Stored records
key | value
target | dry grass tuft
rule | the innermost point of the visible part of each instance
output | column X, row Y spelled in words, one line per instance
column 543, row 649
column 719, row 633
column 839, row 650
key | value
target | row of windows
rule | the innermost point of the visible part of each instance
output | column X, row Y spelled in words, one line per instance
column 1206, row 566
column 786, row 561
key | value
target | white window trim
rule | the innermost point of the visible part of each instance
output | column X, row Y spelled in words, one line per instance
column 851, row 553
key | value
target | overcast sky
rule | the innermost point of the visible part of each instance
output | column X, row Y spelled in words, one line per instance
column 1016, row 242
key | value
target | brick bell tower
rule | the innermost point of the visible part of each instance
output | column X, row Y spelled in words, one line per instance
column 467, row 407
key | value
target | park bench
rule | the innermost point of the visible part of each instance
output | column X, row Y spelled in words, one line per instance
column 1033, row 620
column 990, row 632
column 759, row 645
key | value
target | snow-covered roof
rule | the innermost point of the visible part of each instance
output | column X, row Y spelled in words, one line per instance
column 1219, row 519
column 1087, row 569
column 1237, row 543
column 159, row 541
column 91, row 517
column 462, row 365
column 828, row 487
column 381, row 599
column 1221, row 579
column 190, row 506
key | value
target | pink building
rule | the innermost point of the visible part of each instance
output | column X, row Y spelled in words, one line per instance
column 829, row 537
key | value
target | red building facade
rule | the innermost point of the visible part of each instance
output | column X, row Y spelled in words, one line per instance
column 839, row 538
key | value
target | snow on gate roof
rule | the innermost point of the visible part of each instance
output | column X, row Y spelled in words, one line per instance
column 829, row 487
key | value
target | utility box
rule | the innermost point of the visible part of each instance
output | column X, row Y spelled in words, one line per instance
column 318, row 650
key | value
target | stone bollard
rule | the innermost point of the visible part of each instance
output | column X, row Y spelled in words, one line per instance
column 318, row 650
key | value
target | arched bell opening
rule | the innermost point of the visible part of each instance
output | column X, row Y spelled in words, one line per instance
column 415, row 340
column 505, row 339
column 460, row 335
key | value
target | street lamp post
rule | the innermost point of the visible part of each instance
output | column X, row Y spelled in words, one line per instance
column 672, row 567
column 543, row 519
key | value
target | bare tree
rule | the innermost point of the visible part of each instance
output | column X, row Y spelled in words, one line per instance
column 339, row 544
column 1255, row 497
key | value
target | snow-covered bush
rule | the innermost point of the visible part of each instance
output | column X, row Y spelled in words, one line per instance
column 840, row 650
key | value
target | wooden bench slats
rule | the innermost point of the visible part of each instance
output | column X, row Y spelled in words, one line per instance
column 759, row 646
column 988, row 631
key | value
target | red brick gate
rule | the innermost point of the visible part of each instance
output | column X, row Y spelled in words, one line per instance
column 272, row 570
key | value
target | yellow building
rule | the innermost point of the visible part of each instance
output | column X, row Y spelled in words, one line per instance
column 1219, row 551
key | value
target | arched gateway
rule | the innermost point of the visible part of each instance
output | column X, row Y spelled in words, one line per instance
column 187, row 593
--
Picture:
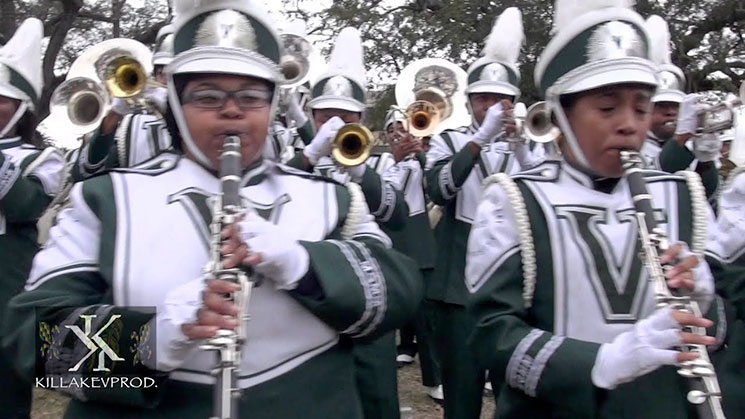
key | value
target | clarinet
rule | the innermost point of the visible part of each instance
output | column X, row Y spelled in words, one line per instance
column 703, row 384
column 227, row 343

WHAT IS BEING ASKED: Some lines in the records above contain "bench". Count them and give the number only.

YOUR SOLUTION: 2